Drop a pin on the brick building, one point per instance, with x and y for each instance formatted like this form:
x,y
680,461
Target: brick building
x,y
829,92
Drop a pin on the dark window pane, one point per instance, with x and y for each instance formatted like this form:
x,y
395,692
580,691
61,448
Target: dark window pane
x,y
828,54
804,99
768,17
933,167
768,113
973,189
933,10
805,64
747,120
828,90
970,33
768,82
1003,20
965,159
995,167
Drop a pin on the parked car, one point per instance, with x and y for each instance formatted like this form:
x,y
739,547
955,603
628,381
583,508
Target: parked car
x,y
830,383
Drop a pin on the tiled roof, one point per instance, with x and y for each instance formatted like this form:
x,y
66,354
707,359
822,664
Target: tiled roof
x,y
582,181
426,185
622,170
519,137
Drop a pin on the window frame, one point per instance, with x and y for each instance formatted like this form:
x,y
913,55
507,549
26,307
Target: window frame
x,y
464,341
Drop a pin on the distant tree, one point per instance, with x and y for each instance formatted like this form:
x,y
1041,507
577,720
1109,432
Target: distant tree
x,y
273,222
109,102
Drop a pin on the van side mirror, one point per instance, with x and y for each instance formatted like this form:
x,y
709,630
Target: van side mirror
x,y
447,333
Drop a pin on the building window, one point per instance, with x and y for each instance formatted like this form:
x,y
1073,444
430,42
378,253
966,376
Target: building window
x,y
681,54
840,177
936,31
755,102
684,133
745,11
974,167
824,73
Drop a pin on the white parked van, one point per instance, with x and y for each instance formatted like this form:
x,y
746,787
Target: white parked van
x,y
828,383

____

_WHAT YOU HAVE TO DO:_
Output every line of the items above as a JSON array of strings, one string per line, skipping any blank lines.

_THE ANSWER:_
[
  "Drop a pin on the brick building, one point per instance, with x and y for each instance formatted like this form:",
  "x,y",
  "680,461",
  "Target: brick building",
  "x,y",
  "829,92",
  "Drop a pin on the dark window pane, one point per instance, with x and y for each instance formatted like this form:",
  "x,y",
  "395,692",
  "580,691",
  "61,448",
  "Target: dark window pane",
  "x,y",
  "828,54",
  "804,99",
  "768,17",
  "933,167",
  "768,113",
  "973,189",
  "933,10",
  "805,64",
  "747,120",
  "828,90",
  "970,33",
  "768,82",
  "1003,20",
  "965,159",
  "995,167",
  "Drop a pin on the parked car, one point per instance, with x and y for each instance formatted like this form:",
  "x,y",
  "739,547",
  "955,603",
  "628,381",
  "583,508",
  "Target: parked car",
  "x,y",
  "830,383",
  "Drop a pin on the tiled roof, one point per instance, with x and y for each instance formatted like this form:",
  "x,y",
  "66,354",
  "707,359",
  "822,664",
  "Target: tiled roof",
  "x,y",
  "582,181",
  "426,185",
  "622,170",
  "519,137",
  "Drop a pin on the window frame, one point per instance, with x and y for each instance formatted like this form:",
  "x,y",
  "913,55",
  "507,549",
  "26,307",
  "Target: window frame",
  "x,y",
  "464,341",
  "Drop a pin on the distant tree, one point per instance, with x and y for each instance formatted like this form:",
  "x,y",
  "1041,507",
  "577,720",
  "1109,432",
  "Target: distant tree",
  "x,y",
  "273,222",
  "109,102",
  "Drop a pin on the van side mirror, one point per instance, with x and y for each instance formatted like this form:",
  "x,y",
  "709,630",
  "Target: van side mirror",
  "x,y",
  "447,333",
  "Drop a pin on the building window, one point per instance, with x and y for each instance formatted like this form:",
  "x,y",
  "1073,444",
  "430,42",
  "378,253",
  "966,376",
  "Target: building window",
  "x,y",
  "681,54",
  "840,177",
  "936,31",
  "755,102",
  "684,133",
  "745,11",
  "974,167",
  "824,73",
  "Drop a pin on the white parked van, one point per instance, with x and y for each instance formatted like this form:",
  "x,y",
  "746,787",
  "Target: white parked van",
  "x,y",
  "828,383"
]